Task requirements:
#1 In the Your Friend the Rat article, which award did the short film win?
#2 Translate this sentence from the Your Friend the Rat article into Spanish: "Like Ratatouille, Your Friend the Rat also features a musical sequence."
#3 Turn the paragraph of the Your Friend the Rat article that begins "Remy points out that humans regarded rats" into a short bulleted list that keeps its main facts.

Text passage:
- Poster
- Directed by: Jim Capobianco
- Written by: Jim Capobianco
- Story by: Jeff Pidgeon; Alexander Woo;
- Produced by: Ann Brilz
- Starring: Patton Oswalt; Peter Sohn;
- Narrated by: Tony Russel
- Edited by: Steve Bloom
- Music by: Alex Mandel(score) James G. Dashe (song)
- Production company: Pixar Animation Studios
- Distributed by: Walt Disney Studios Home Entertainment
- Release date: November 6, 2007 (with DVD/Blu-ray);
- Running time: 11 minutes
- Country: United States
- Language: English

= Your Friend the Rat =

2007 Pixar short film

Your Friend the Rat is a 2007 American animated short film by Pixar, written and directed by Jim Capobianco. The special takes on the form of an educational film and stars rats Remy and Emile, the main protagonists of Ratatouille, who argue for the reconciliation of humans and rats. They use historical facts presented via various styles of animation in a style similar to the Adventures in Music shorts, Melody and Toot, Whistle, Plunk and Boom.

This is Pixar's only special to feature traditional animation; at eleven minutes, it is also the 3rd longest Pixar special to date. Along with 2D animation, the short also includes stop-motion animation, computer-generated imagery (CGI) and live-action, much like the children's television show, A Little Curious.

Like Ratatouille, Your Friend the Rat also features a musical sequence. This is also Pixar's only special to have a cameo of a protagonist of a film that would be released a year later, which was a cameo of WALL-E. Your Friend the Rat won the category of Best Animated Short Subject at the 35th Annual Annie Awards.

The short was not released in Japan due to the short containing comedic use of live-action footage of the Atomic Bomb.

==Plot==
The special starts in with Remy introducing himself and his brother Emile to the audience and speaking on behalf of oppressed rats everywhere. Emile starts frowning about having to speak out, while Remy pulls a scroll and a two-dimensional animation starts by presenting the relation between a human and a rat in contrast with human/dog and human/cat relationships.

Remy points out that humans regarded rats in former times as sacred and luck-bringing. He mentions their sacredness in India for being the transport vehicle of the Hindu god Ganesh. He also says that during the Roman Empire, it was believed that a white rat crossing your path would bring good luck, while a black rat crossing your path would bring bad luck.

He moves on to discussing black rats (Rattus rattus) and their connection to the Black Death, pointing out that it was caused by fleas instead of rats, resulting in the death of one third of Europe's population, and just as many rats. Remy further presents the brown rat's (Rattus norvegicus) history, mentioning their part in ending the Black Death and their honorable position in the Chinese zodiac.

Source data:

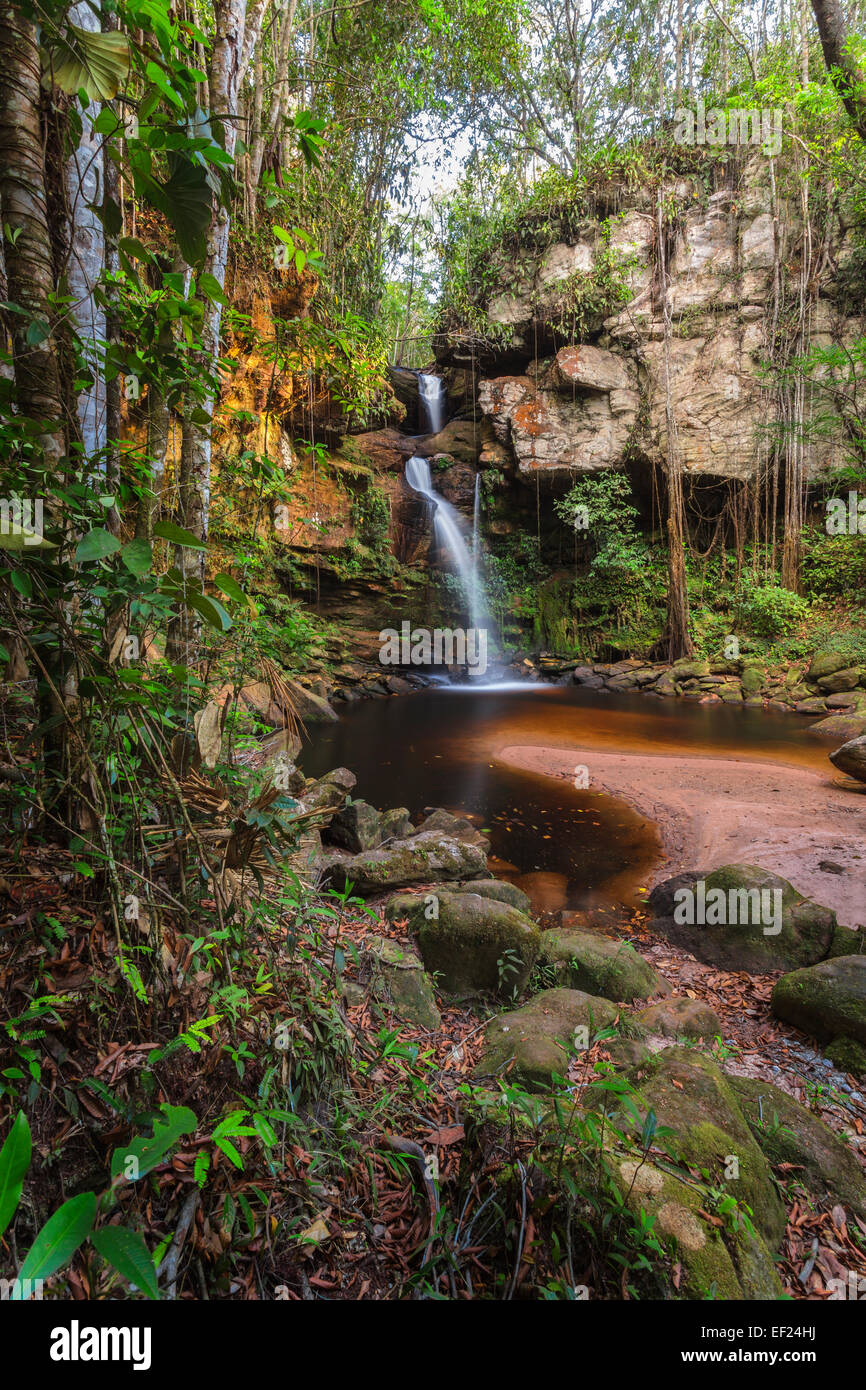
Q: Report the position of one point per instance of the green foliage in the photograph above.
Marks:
(370, 514)
(768, 609)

Response list:
#1 It won Best Animated Short Subject at the 35th Annual Annie Awards.

#2 Al igual que Ratatouille, Your Friend the Rat también incluye una secuencia musical.

#3
- Remy says that in former times, humans saw rats as sacred and as bringers of luck.
- In India, rats were sacred because they carried the Hindu god Ganesh.
- In the Roman Empire, people believed a white rat crossing your path brought good luck.
- A black rat crossing your path was believed to bring bad luck.